*Exercise goal*: Reproduce exactly the lines from the one containing "Target: water jet" through the last line of the data, both ends included.

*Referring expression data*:
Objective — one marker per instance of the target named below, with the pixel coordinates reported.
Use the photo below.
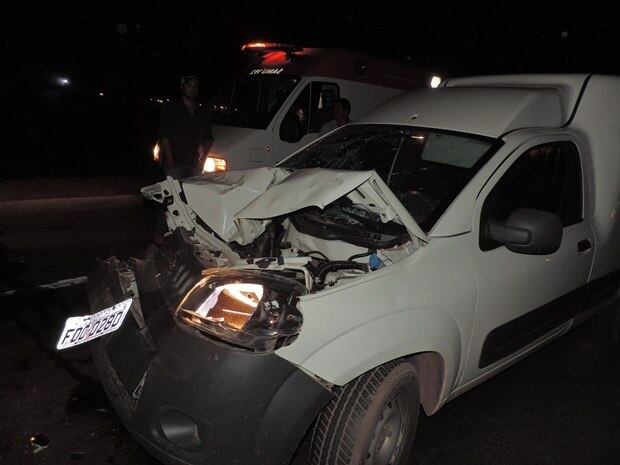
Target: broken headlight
(248, 308)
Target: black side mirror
(527, 231)
(290, 129)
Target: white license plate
(81, 329)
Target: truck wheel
(372, 420)
(606, 325)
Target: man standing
(340, 113)
(184, 140)
(185, 132)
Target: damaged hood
(238, 205)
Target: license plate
(81, 329)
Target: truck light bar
(260, 46)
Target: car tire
(606, 325)
(371, 421)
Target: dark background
(135, 54)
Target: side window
(312, 108)
(323, 97)
(546, 177)
(295, 123)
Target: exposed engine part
(323, 269)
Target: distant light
(62, 80)
(213, 164)
(156, 152)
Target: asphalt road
(560, 405)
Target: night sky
(116, 56)
(143, 48)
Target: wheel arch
(433, 347)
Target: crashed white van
(395, 263)
(281, 99)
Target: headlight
(247, 308)
(213, 164)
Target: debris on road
(39, 442)
(56, 285)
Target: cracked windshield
(425, 169)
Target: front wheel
(372, 420)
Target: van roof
(340, 64)
(487, 105)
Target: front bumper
(189, 399)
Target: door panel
(522, 298)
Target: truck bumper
(189, 399)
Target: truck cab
(278, 103)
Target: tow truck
(279, 101)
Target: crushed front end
(186, 396)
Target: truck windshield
(252, 101)
(425, 169)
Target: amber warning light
(258, 46)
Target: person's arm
(164, 147)
(165, 128)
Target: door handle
(584, 245)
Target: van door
(301, 122)
(522, 299)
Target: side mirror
(527, 231)
(290, 129)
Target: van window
(313, 107)
(546, 177)
(252, 101)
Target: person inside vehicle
(340, 115)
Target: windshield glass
(426, 169)
(252, 101)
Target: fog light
(213, 164)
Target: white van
(387, 268)
(254, 119)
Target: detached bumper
(189, 399)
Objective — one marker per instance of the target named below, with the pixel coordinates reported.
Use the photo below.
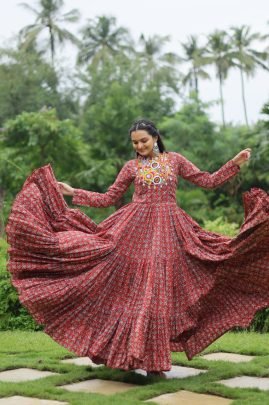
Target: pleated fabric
(147, 280)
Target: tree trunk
(243, 95)
(2, 225)
(196, 83)
(221, 100)
(52, 48)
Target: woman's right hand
(66, 189)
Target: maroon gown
(147, 280)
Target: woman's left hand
(242, 157)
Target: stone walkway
(107, 387)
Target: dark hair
(150, 127)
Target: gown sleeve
(192, 173)
(114, 192)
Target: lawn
(37, 350)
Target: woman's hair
(150, 127)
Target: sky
(178, 19)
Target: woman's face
(143, 142)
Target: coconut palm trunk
(222, 100)
(243, 95)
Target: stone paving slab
(178, 372)
(231, 357)
(189, 398)
(18, 400)
(24, 374)
(105, 387)
(81, 361)
(247, 382)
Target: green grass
(37, 350)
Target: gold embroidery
(155, 171)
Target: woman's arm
(114, 192)
(192, 173)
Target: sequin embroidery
(155, 171)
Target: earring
(156, 149)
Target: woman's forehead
(140, 134)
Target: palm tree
(101, 38)
(219, 54)
(195, 57)
(48, 16)
(246, 58)
(158, 66)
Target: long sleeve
(192, 173)
(114, 192)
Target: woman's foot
(156, 374)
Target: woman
(147, 280)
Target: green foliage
(12, 314)
(35, 139)
(222, 226)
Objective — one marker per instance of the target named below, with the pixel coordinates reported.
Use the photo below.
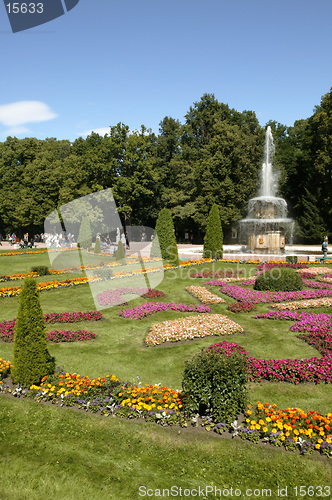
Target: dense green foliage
(84, 239)
(215, 156)
(214, 385)
(279, 279)
(213, 239)
(32, 360)
(166, 238)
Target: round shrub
(40, 270)
(279, 280)
(215, 384)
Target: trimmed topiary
(166, 238)
(32, 360)
(120, 253)
(97, 248)
(84, 239)
(215, 384)
(279, 279)
(213, 239)
(40, 270)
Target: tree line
(215, 156)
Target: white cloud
(21, 112)
(101, 131)
(14, 131)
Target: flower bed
(295, 371)
(113, 297)
(5, 367)
(320, 339)
(304, 304)
(150, 400)
(316, 284)
(149, 308)
(48, 285)
(69, 336)
(203, 295)
(216, 274)
(291, 427)
(304, 321)
(320, 270)
(73, 317)
(190, 328)
(269, 265)
(239, 307)
(7, 327)
(255, 296)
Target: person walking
(324, 248)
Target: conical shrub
(97, 248)
(31, 361)
(166, 238)
(120, 253)
(213, 240)
(84, 239)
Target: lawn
(64, 453)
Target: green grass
(50, 452)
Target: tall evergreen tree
(166, 238)
(84, 239)
(32, 360)
(213, 240)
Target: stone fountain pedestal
(271, 242)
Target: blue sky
(137, 61)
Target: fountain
(266, 225)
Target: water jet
(266, 226)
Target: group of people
(58, 240)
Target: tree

*Response to this exercise*:
Target: water jet
(266, 226)
Target: group of people
(58, 240)
Target: tree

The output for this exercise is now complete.